* **WORK TO BE COMPLETED**
All entries below must be output word for word, and the pictures left behind.

* **DATA TO EXAMINE**
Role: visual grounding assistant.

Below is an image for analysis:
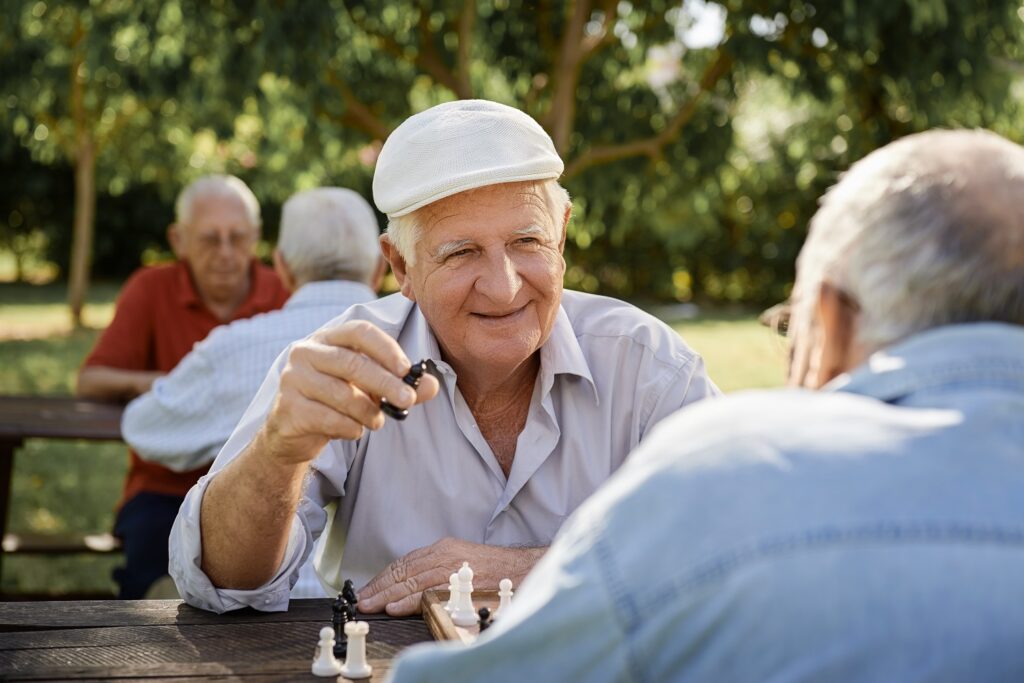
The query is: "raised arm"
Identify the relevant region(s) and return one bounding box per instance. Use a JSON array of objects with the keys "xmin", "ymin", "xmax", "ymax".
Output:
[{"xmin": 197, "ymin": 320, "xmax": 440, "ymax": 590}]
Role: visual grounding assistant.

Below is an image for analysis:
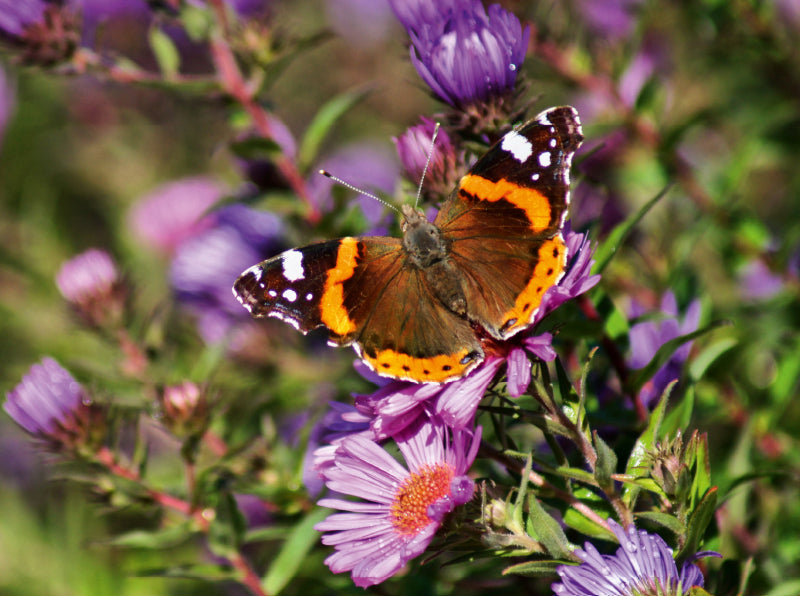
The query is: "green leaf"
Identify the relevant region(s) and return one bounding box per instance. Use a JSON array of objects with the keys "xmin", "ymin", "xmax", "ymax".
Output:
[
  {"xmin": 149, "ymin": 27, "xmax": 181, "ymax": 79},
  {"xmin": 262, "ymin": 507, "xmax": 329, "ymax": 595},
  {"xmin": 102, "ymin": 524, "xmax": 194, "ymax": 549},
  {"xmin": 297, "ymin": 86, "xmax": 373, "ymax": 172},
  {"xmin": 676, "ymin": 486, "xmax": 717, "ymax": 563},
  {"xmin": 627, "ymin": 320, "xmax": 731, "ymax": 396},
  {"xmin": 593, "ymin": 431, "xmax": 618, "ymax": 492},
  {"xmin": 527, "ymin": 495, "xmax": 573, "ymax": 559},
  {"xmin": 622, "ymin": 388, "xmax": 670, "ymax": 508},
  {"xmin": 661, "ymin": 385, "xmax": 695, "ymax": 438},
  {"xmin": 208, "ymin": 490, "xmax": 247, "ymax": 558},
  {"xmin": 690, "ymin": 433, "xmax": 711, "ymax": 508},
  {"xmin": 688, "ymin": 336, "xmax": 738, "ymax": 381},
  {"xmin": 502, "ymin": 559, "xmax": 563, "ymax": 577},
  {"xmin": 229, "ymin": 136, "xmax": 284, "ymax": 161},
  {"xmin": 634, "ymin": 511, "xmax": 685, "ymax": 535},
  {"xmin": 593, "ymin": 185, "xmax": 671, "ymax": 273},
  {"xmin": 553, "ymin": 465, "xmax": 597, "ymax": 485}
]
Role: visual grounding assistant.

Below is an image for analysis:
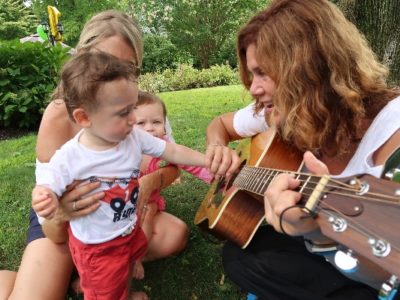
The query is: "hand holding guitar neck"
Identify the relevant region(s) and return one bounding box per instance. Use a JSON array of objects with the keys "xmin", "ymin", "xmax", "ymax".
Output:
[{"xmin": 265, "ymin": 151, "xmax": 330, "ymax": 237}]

* **TASK RESULT**
Role: visual grounding assistant.

Below is an image for analysis:
The query is: "raised arm"
Identify the relevant region(s) and return one bounding box per instance. Use a JSON array of objects with the keys "xmin", "ymin", "xmax", "ymax".
Output:
[{"xmin": 197, "ymin": 320, "xmax": 440, "ymax": 590}]
Role: visual grounding assistant.

Below is an image for analysis:
The query is: "green leaf"
Identify the relevant region(s) and return one bounding box per instance. Use a JSON array of objects with the keys "xmin", "ymin", "xmax", "ymax".
Output:
[
  {"xmin": 149, "ymin": 27, "xmax": 181, "ymax": 79},
  {"xmin": 262, "ymin": 507, "xmax": 329, "ymax": 595},
  {"xmin": 102, "ymin": 524, "xmax": 194, "ymax": 549},
  {"xmin": 297, "ymin": 86, "xmax": 373, "ymax": 172},
  {"xmin": 676, "ymin": 486, "xmax": 717, "ymax": 563},
  {"xmin": 627, "ymin": 320, "xmax": 731, "ymax": 396},
  {"xmin": 593, "ymin": 431, "xmax": 618, "ymax": 492},
  {"xmin": 527, "ymin": 495, "xmax": 573, "ymax": 559},
  {"xmin": 622, "ymin": 388, "xmax": 670, "ymax": 508},
  {"xmin": 661, "ymin": 385, "xmax": 695, "ymax": 438},
  {"xmin": 208, "ymin": 490, "xmax": 247, "ymax": 558},
  {"xmin": 690, "ymin": 433, "xmax": 711, "ymax": 508},
  {"xmin": 688, "ymin": 336, "xmax": 738, "ymax": 381},
  {"xmin": 502, "ymin": 559, "xmax": 563, "ymax": 577},
  {"xmin": 229, "ymin": 136, "xmax": 284, "ymax": 161},
  {"xmin": 634, "ymin": 511, "xmax": 685, "ymax": 535},
  {"xmin": 593, "ymin": 185, "xmax": 671, "ymax": 273},
  {"xmin": 553, "ymin": 465, "xmax": 597, "ymax": 485}
]
Role: visual grounding assistant.

Below is an image for analysis:
The query is: "hand holding guitar neck"
Identify the relevant region(s) and return one bounding box per instance. Use a JSON array of objects with the keys "xmin", "ymin", "xmax", "ymax".
Output:
[{"xmin": 265, "ymin": 151, "xmax": 330, "ymax": 237}]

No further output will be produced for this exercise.